PROBLEM
With the pictures excluded, reproduce all of the data exactly.
[SOURCE MATERIAL — start]
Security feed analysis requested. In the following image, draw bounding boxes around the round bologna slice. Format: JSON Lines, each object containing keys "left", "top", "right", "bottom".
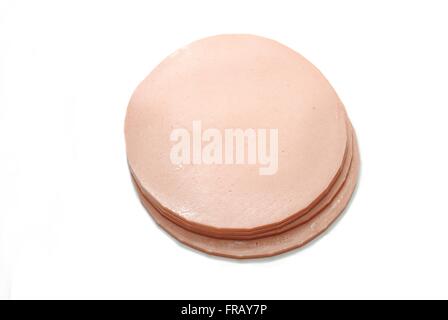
{"left": 132, "top": 134, "right": 360, "bottom": 259}
{"left": 125, "top": 34, "right": 348, "bottom": 235}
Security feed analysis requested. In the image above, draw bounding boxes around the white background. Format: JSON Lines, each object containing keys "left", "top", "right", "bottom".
{"left": 1, "top": 0, "right": 448, "bottom": 300}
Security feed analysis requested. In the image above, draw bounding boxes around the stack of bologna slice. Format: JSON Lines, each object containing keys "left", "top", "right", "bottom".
{"left": 125, "top": 35, "right": 359, "bottom": 259}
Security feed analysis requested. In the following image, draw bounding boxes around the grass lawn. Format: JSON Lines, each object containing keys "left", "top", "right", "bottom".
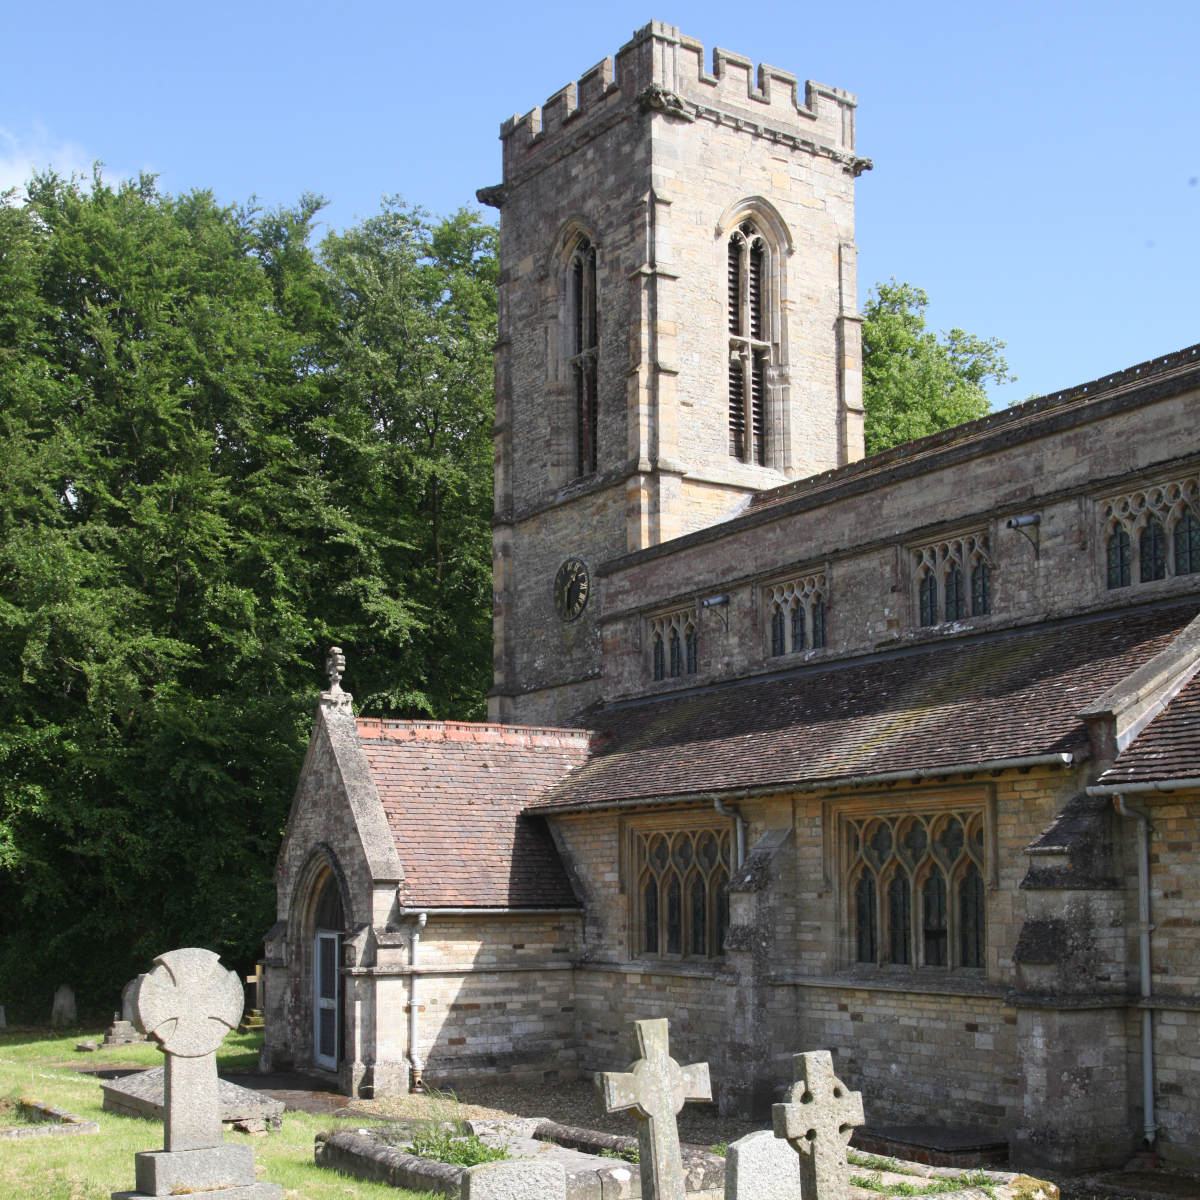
{"left": 0, "top": 1027, "right": 442, "bottom": 1199}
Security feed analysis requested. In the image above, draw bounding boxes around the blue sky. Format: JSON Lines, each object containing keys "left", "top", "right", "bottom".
{"left": 3, "top": 1, "right": 1197, "bottom": 407}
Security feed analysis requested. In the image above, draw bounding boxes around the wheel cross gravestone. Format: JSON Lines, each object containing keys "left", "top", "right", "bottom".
{"left": 113, "top": 947, "right": 281, "bottom": 1200}
{"left": 771, "top": 1051, "right": 864, "bottom": 1200}
{"left": 597, "top": 1017, "right": 711, "bottom": 1200}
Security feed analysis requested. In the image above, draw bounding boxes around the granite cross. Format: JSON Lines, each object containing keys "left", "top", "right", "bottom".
{"left": 771, "top": 1051, "right": 864, "bottom": 1200}
{"left": 134, "top": 946, "right": 245, "bottom": 1152}
{"left": 597, "top": 1018, "right": 711, "bottom": 1200}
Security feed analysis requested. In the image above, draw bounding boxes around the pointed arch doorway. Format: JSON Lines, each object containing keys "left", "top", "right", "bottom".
{"left": 312, "top": 871, "right": 344, "bottom": 1072}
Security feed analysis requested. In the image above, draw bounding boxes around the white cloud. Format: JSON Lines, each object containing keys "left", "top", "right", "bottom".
{"left": 0, "top": 124, "right": 98, "bottom": 200}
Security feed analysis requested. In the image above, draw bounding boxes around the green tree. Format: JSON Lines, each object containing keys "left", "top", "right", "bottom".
{"left": 861, "top": 279, "right": 1013, "bottom": 454}
{"left": 0, "top": 174, "right": 497, "bottom": 1012}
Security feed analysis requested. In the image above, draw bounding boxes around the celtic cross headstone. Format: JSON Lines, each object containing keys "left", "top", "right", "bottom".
{"left": 113, "top": 947, "right": 281, "bottom": 1200}
{"left": 598, "top": 1017, "right": 711, "bottom": 1200}
{"left": 771, "top": 1051, "right": 864, "bottom": 1200}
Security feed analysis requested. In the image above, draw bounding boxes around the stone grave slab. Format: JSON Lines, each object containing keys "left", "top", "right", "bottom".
{"left": 102, "top": 1067, "right": 284, "bottom": 1133}
{"left": 462, "top": 1157, "right": 568, "bottom": 1199}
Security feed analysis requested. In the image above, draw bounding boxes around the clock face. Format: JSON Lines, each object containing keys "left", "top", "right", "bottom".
{"left": 554, "top": 557, "right": 590, "bottom": 622}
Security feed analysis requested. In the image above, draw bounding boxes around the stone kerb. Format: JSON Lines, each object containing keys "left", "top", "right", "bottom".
{"left": 461, "top": 1157, "right": 568, "bottom": 1199}
{"left": 724, "top": 1129, "right": 800, "bottom": 1199}
{"left": 112, "top": 947, "right": 281, "bottom": 1200}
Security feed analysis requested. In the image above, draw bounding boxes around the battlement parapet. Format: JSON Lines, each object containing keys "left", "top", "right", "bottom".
{"left": 499, "top": 21, "right": 860, "bottom": 179}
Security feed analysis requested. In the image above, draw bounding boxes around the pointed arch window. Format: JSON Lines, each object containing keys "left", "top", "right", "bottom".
[SOURCE MATERIAL — finish]
RESULT BELOW
Security feed analysis requested. In the following image, draw bounding boxes around the round bologna slice. Format: JSON Lines, each object containing keys "left", "top", "right", "bottom".
{"left": 132, "top": 134, "right": 360, "bottom": 259}
{"left": 125, "top": 34, "right": 348, "bottom": 235}
Security feed analysis requested. In the image above, draw bounding boxes around the white background. Format: JSON Lines, each object containing keys "left", "top", "right", "bottom".
{"left": 1, "top": 0, "right": 448, "bottom": 300}
Security feed analysis requested. In the image above, draw bounding boxes around the stack of bologna slice. Format: JSON Lines, each object containing keys "left", "top", "right", "bottom".
{"left": 125, "top": 35, "right": 359, "bottom": 259}
Security feed analysis requested. In the following image, draw bounding boxes around the grass lawn. Format: JSON Lines, each object containing keys "left", "top", "right", "bottom".
{"left": 0, "top": 1027, "right": 442, "bottom": 1199}
Security feed analysis requested. In the image above, draw bounding boxes around the blue sky. Format: JSON Lines, each object containing keys "left", "top", "right", "bottom".
{"left": 3, "top": 1, "right": 1197, "bottom": 407}
Security feed analysis requested. In the image above, draw bounding boxes around the wheel cross gravestone. Format: JSON Lines, each object containing keys "left", "top", "right", "bottom".
{"left": 113, "top": 947, "right": 281, "bottom": 1200}
{"left": 771, "top": 1051, "right": 864, "bottom": 1200}
{"left": 597, "top": 1017, "right": 711, "bottom": 1200}
Security feed analysis requested. In the image above, draw bounding boxes around the granite cross. Format: JSON Lines, each object containing keys "left", "top", "right", "bottom".
{"left": 771, "top": 1051, "right": 864, "bottom": 1200}
{"left": 134, "top": 946, "right": 245, "bottom": 1152}
{"left": 597, "top": 1018, "right": 711, "bottom": 1200}
Security feed analysis requested. In the image above, draw bounding boxes around the pointed arch doorway. Format: JSON Lines, each object containing keys "left", "top", "right", "bottom".
{"left": 312, "top": 871, "right": 344, "bottom": 1072}
Security feed analysis requested. In the image above, draw bounding boxes around the white cloud. Format: JSON Lines, each object containing keys "left", "top", "right", "bottom".
{"left": 0, "top": 124, "right": 98, "bottom": 200}
Security feed analysis requested. In the image above, draw bounding boxes around the green tree. Format: JSON Lines, each object containing keys "left", "top", "right", "bottom".
{"left": 861, "top": 279, "right": 1013, "bottom": 454}
{"left": 0, "top": 174, "right": 497, "bottom": 1012}
Security feed analysis requested. In the image above, draw bounding boxes around the celtic cross headstone. Format: JSON Lines, each object containing keys "left", "top", "right", "bottom".
{"left": 113, "top": 947, "right": 281, "bottom": 1200}
{"left": 598, "top": 1017, "right": 711, "bottom": 1200}
{"left": 771, "top": 1051, "right": 864, "bottom": 1200}
Security feed analysis requested. In the image above, draw bounding boxes around the stone grave slab. Format: JSON Lines, each object containing keys "left", "top", "right", "bottom".
{"left": 102, "top": 1067, "right": 284, "bottom": 1133}
{"left": 462, "top": 1157, "right": 568, "bottom": 1199}
Security feed analysis requested. In the image above, draw bounding boxes around the clock face. Format: JSON Lines, each object containing keys "left", "top", "right", "bottom".
{"left": 554, "top": 557, "right": 590, "bottom": 622}
Security feed analysis requested. In the image above, draw bounding boxes around the stone kerb. Format: JSON Lines, each object containing keys "left", "top", "right", "bottom".
{"left": 461, "top": 1157, "right": 568, "bottom": 1199}
{"left": 724, "top": 1129, "right": 800, "bottom": 1199}
{"left": 112, "top": 947, "right": 281, "bottom": 1200}
Security feed analysis requested. In the image above, draw bounding boxes around the battlement parapet. Format: JSON Lines, each object containing keys "left", "top", "right", "bottom".
{"left": 499, "top": 21, "right": 860, "bottom": 179}
Security feed analysis requested. In the image above, draw bounding boxes around the pointed arch window. Format: JSON Lines, each object containing keys "left", "top", "right", "bottom".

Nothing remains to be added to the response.